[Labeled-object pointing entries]
┌──

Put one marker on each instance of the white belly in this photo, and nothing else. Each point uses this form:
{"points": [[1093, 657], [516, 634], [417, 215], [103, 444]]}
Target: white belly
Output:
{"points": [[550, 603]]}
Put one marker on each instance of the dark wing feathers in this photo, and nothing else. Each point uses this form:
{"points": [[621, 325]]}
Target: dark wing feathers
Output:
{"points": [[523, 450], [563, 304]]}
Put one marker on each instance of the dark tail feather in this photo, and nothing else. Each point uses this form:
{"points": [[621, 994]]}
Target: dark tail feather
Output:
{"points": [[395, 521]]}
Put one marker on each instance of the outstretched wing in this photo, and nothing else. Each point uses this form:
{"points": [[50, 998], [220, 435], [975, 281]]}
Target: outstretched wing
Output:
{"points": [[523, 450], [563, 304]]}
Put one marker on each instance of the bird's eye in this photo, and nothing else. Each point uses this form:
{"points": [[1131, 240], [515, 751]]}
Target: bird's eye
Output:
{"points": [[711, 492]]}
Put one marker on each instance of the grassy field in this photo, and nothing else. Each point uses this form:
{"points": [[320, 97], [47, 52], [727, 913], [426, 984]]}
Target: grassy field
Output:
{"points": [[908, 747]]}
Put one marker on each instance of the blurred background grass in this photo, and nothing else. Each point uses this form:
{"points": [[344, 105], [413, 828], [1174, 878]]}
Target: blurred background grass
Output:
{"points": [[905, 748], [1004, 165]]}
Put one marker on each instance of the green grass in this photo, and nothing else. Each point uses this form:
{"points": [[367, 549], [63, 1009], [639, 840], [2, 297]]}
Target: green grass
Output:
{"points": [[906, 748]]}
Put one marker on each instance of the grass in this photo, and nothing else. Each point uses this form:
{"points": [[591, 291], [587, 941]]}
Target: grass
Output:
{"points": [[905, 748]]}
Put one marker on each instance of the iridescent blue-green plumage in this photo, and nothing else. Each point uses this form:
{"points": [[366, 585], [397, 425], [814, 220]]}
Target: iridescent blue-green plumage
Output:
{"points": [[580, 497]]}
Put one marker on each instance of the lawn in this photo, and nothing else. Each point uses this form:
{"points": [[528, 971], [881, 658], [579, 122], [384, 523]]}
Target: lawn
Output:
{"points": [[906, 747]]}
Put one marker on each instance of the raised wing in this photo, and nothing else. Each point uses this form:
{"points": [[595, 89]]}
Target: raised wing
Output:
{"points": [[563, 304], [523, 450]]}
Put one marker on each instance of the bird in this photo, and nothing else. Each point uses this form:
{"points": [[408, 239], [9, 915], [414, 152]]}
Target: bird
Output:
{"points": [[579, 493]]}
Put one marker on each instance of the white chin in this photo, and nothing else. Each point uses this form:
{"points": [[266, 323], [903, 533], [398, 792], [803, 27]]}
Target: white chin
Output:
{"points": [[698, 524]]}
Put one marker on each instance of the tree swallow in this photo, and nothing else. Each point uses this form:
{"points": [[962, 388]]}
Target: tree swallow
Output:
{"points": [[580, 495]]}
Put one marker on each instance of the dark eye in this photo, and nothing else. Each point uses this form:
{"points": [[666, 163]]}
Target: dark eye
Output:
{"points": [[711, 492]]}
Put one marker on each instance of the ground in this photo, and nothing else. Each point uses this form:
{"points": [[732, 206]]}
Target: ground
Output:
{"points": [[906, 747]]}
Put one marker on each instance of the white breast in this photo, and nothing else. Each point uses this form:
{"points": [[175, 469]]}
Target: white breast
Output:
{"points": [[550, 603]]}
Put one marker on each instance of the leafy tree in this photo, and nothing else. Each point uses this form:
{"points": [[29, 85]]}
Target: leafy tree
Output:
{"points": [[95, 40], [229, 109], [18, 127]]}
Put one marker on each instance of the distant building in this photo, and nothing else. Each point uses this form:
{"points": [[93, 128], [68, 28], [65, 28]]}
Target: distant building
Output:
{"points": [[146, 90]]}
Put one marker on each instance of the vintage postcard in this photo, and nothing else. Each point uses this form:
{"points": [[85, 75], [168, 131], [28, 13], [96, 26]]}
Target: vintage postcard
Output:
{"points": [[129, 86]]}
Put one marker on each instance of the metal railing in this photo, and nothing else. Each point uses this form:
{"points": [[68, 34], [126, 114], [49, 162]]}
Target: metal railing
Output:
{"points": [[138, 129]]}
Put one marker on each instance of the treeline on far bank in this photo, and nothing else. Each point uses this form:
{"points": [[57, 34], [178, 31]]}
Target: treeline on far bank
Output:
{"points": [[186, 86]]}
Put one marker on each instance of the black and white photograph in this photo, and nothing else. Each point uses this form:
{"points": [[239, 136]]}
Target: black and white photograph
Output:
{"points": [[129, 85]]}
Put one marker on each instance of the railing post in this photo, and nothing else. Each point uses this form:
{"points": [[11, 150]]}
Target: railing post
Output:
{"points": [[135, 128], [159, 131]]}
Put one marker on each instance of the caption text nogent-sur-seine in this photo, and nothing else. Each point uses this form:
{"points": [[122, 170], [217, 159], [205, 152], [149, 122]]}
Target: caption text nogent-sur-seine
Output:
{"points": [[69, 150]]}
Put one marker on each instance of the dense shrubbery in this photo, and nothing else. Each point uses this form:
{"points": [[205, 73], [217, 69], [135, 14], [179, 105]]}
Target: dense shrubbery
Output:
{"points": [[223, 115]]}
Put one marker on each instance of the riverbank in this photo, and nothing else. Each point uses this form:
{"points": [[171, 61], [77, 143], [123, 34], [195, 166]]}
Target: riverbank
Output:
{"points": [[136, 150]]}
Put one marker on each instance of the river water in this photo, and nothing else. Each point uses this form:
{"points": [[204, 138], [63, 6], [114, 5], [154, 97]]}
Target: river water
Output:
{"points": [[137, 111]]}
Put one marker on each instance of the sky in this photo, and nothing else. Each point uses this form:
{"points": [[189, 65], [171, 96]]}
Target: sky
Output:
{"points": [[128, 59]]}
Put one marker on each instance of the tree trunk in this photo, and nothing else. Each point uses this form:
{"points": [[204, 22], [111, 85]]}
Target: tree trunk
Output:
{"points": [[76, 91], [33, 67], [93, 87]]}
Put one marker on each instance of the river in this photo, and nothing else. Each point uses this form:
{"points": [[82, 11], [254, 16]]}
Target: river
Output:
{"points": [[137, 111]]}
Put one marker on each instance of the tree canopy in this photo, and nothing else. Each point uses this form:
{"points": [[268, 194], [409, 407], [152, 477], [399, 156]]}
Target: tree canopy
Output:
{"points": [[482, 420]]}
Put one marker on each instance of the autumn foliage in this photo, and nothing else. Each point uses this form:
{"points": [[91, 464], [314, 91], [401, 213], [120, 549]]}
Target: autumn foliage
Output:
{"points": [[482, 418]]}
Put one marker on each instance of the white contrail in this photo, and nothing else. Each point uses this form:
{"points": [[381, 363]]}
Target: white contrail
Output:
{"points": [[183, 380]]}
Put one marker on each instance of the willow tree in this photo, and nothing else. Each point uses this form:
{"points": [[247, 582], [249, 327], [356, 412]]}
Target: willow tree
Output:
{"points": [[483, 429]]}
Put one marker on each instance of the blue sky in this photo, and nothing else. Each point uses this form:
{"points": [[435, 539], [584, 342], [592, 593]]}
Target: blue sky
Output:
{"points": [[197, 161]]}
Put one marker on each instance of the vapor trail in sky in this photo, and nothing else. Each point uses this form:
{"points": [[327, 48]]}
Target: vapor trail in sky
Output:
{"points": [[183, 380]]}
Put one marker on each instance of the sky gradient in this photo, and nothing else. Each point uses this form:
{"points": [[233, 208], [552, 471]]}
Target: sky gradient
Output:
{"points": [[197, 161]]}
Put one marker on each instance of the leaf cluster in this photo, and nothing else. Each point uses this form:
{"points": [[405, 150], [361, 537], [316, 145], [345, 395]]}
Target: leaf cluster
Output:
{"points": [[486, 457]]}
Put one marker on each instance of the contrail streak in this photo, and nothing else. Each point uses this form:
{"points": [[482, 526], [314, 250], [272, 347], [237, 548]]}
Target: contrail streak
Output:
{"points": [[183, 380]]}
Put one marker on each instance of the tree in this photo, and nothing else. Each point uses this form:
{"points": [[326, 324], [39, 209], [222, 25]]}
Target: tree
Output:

└──

Aim —
Output only the lines running from the line with "Put one marker on each instance of the leaf cluster" through the final line of the data, inclusive.

Expected output —
Put one marker on each instance of the leaf cluster in this photo, and nothing else. Each point uses this form:
{"points": [[405, 150], [361, 537], [316, 145], [345, 395]]}
Target: leaf cluster
Output:
{"points": [[486, 457]]}
Put one marker on each instance of the contrail streak in this photo, and nothing else. Each point uses this form:
{"points": [[482, 526], [314, 250], [272, 347], [237, 548]]}
Target: contrail streak
Output:
{"points": [[183, 380]]}
Put one marker on each instance of the tree in this photo, and nothing else. Each point uses this form:
{"points": [[326, 324], [39, 209], [222, 25]]}
Target: tree
Output:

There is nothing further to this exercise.